#### REQUIREMENTS:
Could you output each line of the data that follows exactly?

*-*-*

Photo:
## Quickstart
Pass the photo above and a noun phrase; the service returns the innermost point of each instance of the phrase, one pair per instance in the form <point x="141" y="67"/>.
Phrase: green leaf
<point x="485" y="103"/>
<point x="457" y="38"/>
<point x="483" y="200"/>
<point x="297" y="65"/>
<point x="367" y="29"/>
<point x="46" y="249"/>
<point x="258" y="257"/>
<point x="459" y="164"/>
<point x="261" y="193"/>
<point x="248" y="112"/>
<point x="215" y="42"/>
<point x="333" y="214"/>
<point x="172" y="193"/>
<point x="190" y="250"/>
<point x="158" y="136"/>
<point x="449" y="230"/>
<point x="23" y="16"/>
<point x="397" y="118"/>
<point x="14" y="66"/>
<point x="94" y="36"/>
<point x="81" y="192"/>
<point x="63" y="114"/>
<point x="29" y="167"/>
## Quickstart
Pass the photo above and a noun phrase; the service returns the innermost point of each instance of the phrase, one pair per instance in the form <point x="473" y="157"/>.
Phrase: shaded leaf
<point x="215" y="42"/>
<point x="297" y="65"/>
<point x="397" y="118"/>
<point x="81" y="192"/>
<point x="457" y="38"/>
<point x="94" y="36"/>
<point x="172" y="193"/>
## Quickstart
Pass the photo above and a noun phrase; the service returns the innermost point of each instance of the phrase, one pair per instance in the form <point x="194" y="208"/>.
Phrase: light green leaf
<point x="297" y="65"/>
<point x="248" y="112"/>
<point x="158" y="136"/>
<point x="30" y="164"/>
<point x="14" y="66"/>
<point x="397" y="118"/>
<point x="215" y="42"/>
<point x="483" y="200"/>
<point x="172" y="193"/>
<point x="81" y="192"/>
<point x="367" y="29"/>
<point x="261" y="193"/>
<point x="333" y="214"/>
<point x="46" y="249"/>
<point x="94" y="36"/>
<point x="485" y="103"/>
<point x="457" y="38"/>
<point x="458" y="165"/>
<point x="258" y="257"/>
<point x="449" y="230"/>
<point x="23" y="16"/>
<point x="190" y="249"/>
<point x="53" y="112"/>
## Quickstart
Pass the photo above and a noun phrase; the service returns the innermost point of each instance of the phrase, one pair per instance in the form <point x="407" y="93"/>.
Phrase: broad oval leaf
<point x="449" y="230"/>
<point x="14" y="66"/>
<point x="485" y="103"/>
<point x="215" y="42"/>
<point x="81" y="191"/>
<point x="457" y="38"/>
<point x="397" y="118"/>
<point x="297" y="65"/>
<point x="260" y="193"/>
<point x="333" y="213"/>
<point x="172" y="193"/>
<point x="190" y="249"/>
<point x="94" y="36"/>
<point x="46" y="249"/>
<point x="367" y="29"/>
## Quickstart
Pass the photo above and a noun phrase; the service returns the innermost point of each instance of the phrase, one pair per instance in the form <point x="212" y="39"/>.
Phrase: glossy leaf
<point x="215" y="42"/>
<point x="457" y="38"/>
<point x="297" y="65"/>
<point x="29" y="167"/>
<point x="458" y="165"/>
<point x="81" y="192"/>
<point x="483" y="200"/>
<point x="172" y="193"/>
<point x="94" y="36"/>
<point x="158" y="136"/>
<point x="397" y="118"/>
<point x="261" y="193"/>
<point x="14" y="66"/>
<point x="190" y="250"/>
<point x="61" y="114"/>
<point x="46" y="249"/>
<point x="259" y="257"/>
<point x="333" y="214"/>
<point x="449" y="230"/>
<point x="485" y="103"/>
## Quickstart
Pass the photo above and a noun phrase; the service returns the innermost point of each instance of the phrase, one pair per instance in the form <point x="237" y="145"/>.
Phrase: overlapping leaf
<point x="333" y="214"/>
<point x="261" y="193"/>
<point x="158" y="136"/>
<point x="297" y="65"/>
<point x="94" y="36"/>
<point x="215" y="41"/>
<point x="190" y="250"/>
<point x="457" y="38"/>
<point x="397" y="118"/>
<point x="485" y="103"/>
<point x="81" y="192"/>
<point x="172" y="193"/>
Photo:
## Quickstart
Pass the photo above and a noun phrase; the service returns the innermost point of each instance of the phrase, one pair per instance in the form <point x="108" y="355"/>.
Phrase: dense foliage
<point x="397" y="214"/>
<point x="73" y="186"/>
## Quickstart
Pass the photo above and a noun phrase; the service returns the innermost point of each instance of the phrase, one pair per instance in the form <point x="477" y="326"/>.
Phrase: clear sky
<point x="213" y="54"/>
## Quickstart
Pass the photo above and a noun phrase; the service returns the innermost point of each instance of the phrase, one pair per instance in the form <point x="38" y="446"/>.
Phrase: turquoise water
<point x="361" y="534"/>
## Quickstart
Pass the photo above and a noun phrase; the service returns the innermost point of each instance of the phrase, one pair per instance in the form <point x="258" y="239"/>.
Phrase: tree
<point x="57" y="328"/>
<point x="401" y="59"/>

*-*-*

#### REPLY:
Photo:
## Quickstart
Pass the photo above and a noun phrase; the service returns the innermost point of each instance of the phrase, one pair per instance in the form <point x="141" y="67"/>.
Phrase: green leaf
<point x="485" y="103"/>
<point x="457" y="38"/>
<point x="483" y="200"/>
<point x="297" y="65"/>
<point x="367" y="29"/>
<point x="46" y="249"/>
<point x="258" y="257"/>
<point x="459" y="164"/>
<point x="261" y="193"/>
<point x="248" y="112"/>
<point x="215" y="42"/>
<point x="333" y="214"/>
<point x="172" y="193"/>
<point x="190" y="250"/>
<point x="158" y="136"/>
<point x="449" y="230"/>
<point x="23" y="16"/>
<point x="397" y="118"/>
<point x="14" y="66"/>
<point x="94" y="36"/>
<point x="81" y="192"/>
<point x="63" y="114"/>
<point x="29" y="167"/>
## Quickstart
Pass the photo above and a noun phrase; the service returns the innermost point of each instance of the phrase, one pair per instance in the form <point x="473" y="157"/>.
Phrase: shaded leaf
<point x="215" y="42"/>
<point x="297" y="65"/>
<point x="397" y="118"/>
<point x="81" y="192"/>
<point x="457" y="38"/>
<point x="94" y="36"/>
<point x="172" y="193"/>
## Quickstart
Pass the photo above and a noun phrase; the service returns the innermost point of each instance of the phrase, one pair per instance in the form <point x="194" y="208"/>.
Phrase: light green leaf
<point x="297" y="65"/>
<point x="248" y="112"/>
<point x="158" y="136"/>
<point x="30" y="164"/>
<point x="14" y="66"/>
<point x="397" y="118"/>
<point x="215" y="42"/>
<point x="483" y="200"/>
<point x="172" y="193"/>
<point x="81" y="192"/>
<point x="367" y="29"/>
<point x="261" y="193"/>
<point x="333" y="214"/>
<point x="46" y="249"/>
<point x="94" y="36"/>
<point x="485" y="103"/>
<point x="457" y="38"/>
<point x="458" y="165"/>
<point x="258" y="257"/>
<point x="449" y="230"/>
<point x="23" y="16"/>
<point x="190" y="249"/>
<point x="53" y="112"/>
## Quickstart
Pass the photo above and a noun phrase; the service returns the innermost point of each instance of the phrase, one pair per instance in the form <point x="407" y="93"/>.
Phrase: broad oval leaf
<point x="449" y="230"/>
<point x="14" y="66"/>
<point x="485" y="103"/>
<point x="215" y="42"/>
<point x="81" y="191"/>
<point x="457" y="38"/>
<point x="397" y="118"/>
<point x="297" y="65"/>
<point x="260" y="193"/>
<point x="333" y="213"/>
<point x="172" y="193"/>
<point x="190" y="249"/>
<point x="94" y="36"/>
<point x="46" y="249"/>
<point x="367" y="29"/>
## Quickstart
Pass the photo above and a noun phrase; the service returns the innermost point of each instance of the phrase, one pair per instance in the form <point x="212" y="39"/>.
Phrase: glossy leaf
<point x="215" y="42"/>
<point x="457" y="38"/>
<point x="297" y="65"/>
<point x="29" y="167"/>
<point x="458" y="165"/>
<point x="81" y="192"/>
<point x="483" y="200"/>
<point x="172" y="193"/>
<point x="94" y="36"/>
<point x="158" y="136"/>
<point x="397" y="118"/>
<point x="261" y="193"/>
<point x="14" y="66"/>
<point x="190" y="250"/>
<point x="61" y="114"/>
<point x="46" y="249"/>
<point x="259" y="257"/>
<point x="333" y="214"/>
<point x="449" y="230"/>
<point x="485" y="103"/>
## Quickstart
Pass the photo above and a noun phrase; the service returns the innermost point of each instance of the phrase, one pair per instance in the form <point x="237" y="145"/>.
Phrase: overlapping leaf
<point x="333" y="214"/>
<point x="261" y="193"/>
<point x="158" y="136"/>
<point x="297" y="65"/>
<point x="94" y="36"/>
<point x="215" y="41"/>
<point x="190" y="250"/>
<point x="457" y="38"/>
<point x="397" y="118"/>
<point x="485" y="103"/>
<point x="81" y="192"/>
<point x="172" y="193"/>
Photo:
## Quickstart
Pass the photo above and a noun phrase; the service returns the innermost point of each instance of the phrase, one pair per instance in the form <point x="108" y="355"/>.
Phrase: dense foliage
<point x="397" y="214"/>
<point x="73" y="186"/>
## Quickstart
Pass the photo above and a noun phrase; the service returns the innermost point of each instance of the phrase, one pair per instance in the form <point x="477" y="326"/>.
Phrase: clear sky
<point x="213" y="54"/>
## Quickstart
Pass the photo above and a noun phrase; the service returns the innermost point of each instance of the phrase, one pair per instance in the form <point x="38" y="446"/>.
Phrase: turquoise water
<point x="361" y="534"/>
## Quickstart
Pass the photo above and a noun phrase; the service returns the innermost point of each instance of the phrase, one pair per instance in the form <point x="258" y="239"/>.
Phrase: tree
<point x="57" y="328"/>
<point x="401" y="59"/>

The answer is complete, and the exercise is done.